# [Task description]
Produce a verbatim copy of the entries listed below.

# [Data records]
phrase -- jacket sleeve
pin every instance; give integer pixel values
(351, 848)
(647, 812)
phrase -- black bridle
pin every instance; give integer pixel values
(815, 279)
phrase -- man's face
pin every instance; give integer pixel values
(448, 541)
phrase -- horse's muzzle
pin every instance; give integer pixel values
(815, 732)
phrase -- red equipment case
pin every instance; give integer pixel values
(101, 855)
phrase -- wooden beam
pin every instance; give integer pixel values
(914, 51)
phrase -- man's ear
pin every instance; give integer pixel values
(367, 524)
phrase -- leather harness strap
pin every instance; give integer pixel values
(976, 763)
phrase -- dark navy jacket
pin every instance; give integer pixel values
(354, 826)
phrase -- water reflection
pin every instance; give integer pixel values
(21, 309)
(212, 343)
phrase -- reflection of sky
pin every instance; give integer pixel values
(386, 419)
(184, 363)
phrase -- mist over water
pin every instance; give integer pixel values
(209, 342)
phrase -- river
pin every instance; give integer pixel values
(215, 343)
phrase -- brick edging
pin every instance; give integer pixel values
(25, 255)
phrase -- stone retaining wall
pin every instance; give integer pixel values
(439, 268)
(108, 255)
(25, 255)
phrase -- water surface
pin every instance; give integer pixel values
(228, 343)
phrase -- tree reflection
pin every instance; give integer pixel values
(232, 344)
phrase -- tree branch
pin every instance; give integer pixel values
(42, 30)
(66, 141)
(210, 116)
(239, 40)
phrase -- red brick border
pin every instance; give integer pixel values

# [Task response]
phrase -- jacket sleeve
pin every instance; give integer pixel values
(351, 848)
(647, 812)
phrase -- black bridle
pin every instance; give integer pixel values
(815, 279)
phrase -- man's face
pin every instance; give integer pixel values
(448, 541)
phrase -- horse's muzzle
pin every instance; give integer pixel values
(815, 732)
phrase -- red equipment case
pin every instance; give integer pixel values
(101, 855)
phrase -- wooden beam
pin every instance; give integer pixel values
(914, 51)
phrase -- man's ear
pin every instance; give integer pixel values
(367, 524)
phrase -- leather harness strap
pin every instance; give integer pixel values
(976, 763)
phrase -- dark navy jacket
pin every instance; give integer pixel values
(354, 826)
phrase -- water reflection
pin every instance; give integer pixel values
(21, 309)
(212, 343)
phrase -- reflection of sky
pin every instance; give integer pixel values
(386, 419)
(184, 363)
phrase -- mist over water
pin every instance; give integer pixel values
(209, 342)
phrase -- river
pin every instance; give integer pixel values
(215, 343)
phrase -- brick edging
pin every instance; give integer pixel values
(25, 255)
phrase -- stone retaining wall
pin every instance; give integer pixel values
(439, 268)
(108, 255)
(25, 255)
phrase -- water surface
pin every instance; give integer pixel values
(228, 343)
phrase -- tree reflection
pin every instance; give integer pixel values
(232, 344)
phrase -- tree branch
pin every instance; give integer pixel values
(42, 30)
(66, 141)
(210, 116)
(239, 40)
phrase -- red brick border
pin every instance; give integer pixel values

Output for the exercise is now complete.